### TASK DIRECTIONS:
Copy every record word for word.

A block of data
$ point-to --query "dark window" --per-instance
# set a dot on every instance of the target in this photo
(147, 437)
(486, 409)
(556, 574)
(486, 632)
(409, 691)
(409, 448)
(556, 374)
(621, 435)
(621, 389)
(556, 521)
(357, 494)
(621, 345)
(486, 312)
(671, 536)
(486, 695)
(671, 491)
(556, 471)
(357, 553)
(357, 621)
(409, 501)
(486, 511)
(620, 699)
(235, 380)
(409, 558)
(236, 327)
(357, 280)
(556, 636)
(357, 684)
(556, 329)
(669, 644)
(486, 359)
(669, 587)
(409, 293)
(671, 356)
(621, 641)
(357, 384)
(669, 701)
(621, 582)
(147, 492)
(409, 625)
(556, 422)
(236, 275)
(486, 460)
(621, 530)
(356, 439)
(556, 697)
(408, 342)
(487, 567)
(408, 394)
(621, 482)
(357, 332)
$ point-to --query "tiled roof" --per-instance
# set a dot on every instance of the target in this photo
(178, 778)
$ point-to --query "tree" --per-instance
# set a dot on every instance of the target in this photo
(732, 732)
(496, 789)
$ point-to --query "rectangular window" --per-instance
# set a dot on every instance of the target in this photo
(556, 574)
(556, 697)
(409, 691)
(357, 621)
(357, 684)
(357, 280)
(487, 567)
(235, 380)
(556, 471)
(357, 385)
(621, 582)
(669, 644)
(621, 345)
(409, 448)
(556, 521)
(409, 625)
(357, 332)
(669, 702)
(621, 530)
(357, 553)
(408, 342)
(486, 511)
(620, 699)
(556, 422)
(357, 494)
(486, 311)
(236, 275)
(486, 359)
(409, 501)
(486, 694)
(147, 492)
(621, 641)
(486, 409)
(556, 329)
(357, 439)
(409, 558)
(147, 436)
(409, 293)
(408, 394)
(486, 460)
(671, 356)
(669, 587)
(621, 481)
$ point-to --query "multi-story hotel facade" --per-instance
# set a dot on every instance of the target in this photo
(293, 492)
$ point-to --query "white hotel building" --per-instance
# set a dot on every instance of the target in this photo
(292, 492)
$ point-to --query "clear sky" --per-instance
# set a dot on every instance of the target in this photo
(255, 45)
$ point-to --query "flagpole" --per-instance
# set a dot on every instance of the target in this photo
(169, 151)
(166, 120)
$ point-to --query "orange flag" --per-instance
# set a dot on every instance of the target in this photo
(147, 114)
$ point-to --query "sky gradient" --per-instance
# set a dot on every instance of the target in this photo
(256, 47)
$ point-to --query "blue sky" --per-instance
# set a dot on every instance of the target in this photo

### RESPONSE TO THIS TASK:
$ point-to --query "dark window" --per-instance
# set a dot on every instance of the target in this photo
(147, 437)
(486, 409)
(556, 574)
(486, 632)
(409, 691)
(409, 448)
(556, 374)
(621, 435)
(621, 389)
(556, 521)
(357, 494)
(621, 345)
(486, 312)
(671, 536)
(486, 695)
(671, 491)
(556, 471)
(357, 553)
(357, 621)
(409, 501)
(486, 511)
(620, 699)
(235, 380)
(409, 558)
(236, 327)
(357, 280)
(556, 636)
(357, 684)
(556, 329)
(669, 644)
(486, 359)
(669, 587)
(409, 293)
(671, 356)
(621, 641)
(357, 384)
(669, 701)
(621, 582)
(147, 492)
(409, 625)
(556, 422)
(236, 275)
(486, 460)
(621, 530)
(356, 439)
(556, 697)
(408, 342)
(487, 567)
(408, 394)
(621, 482)
(357, 332)
$ point-to --query "tiled roof" --per-instance
# set a dot on every instance of the target in this photo
(178, 778)
$ point-to --query "tree" --per-instance
# set a dot on every instance of the target in this photo
(732, 732)
(496, 789)
$ point-to --query "rectangular window" --per-instance
# set a dot on every instance of the target in this photo
(556, 574)
(556, 697)
(409, 691)
(357, 621)
(357, 684)
(357, 280)
(487, 567)
(235, 380)
(556, 471)
(357, 385)
(621, 582)
(669, 644)
(621, 345)
(409, 448)
(556, 521)
(409, 625)
(357, 332)
(669, 702)
(621, 530)
(357, 553)
(408, 342)
(486, 511)
(620, 699)
(556, 422)
(357, 494)
(486, 311)
(236, 275)
(486, 359)
(409, 501)
(486, 694)
(147, 492)
(621, 641)
(486, 409)
(556, 329)
(357, 439)
(409, 558)
(147, 436)
(409, 293)
(408, 394)
(486, 460)
(671, 356)
(669, 587)
(621, 481)
$ point-to --query "multi-story hotel facade" --per-instance
# set a dot on every instance of the target in this photo
(293, 492)
$ point-to --query "white hotel building" --per-instance
# set a dot on every instance of the target in this photo
(292, 492)
$ point-to --query "clear sky" --per-instance
# set a dot on every instance of the target in this photo
(255, 45)
$ point-to --query "flagpole" --per-instance
# set a dot on every instance of the target in this photo
(169, 151)
(166, 120)
$ point-to --query "orange flag" --per-instance
# set a dot on every instance of the target in this photo
(147, 114)
$ point-to --query "sky gradient" --per-instance
# set a dot on every instance of the target in this photo
(256, 47)
$ point-to --query "blue sky" --per-instance
# set a dot on every instance of the target in this photo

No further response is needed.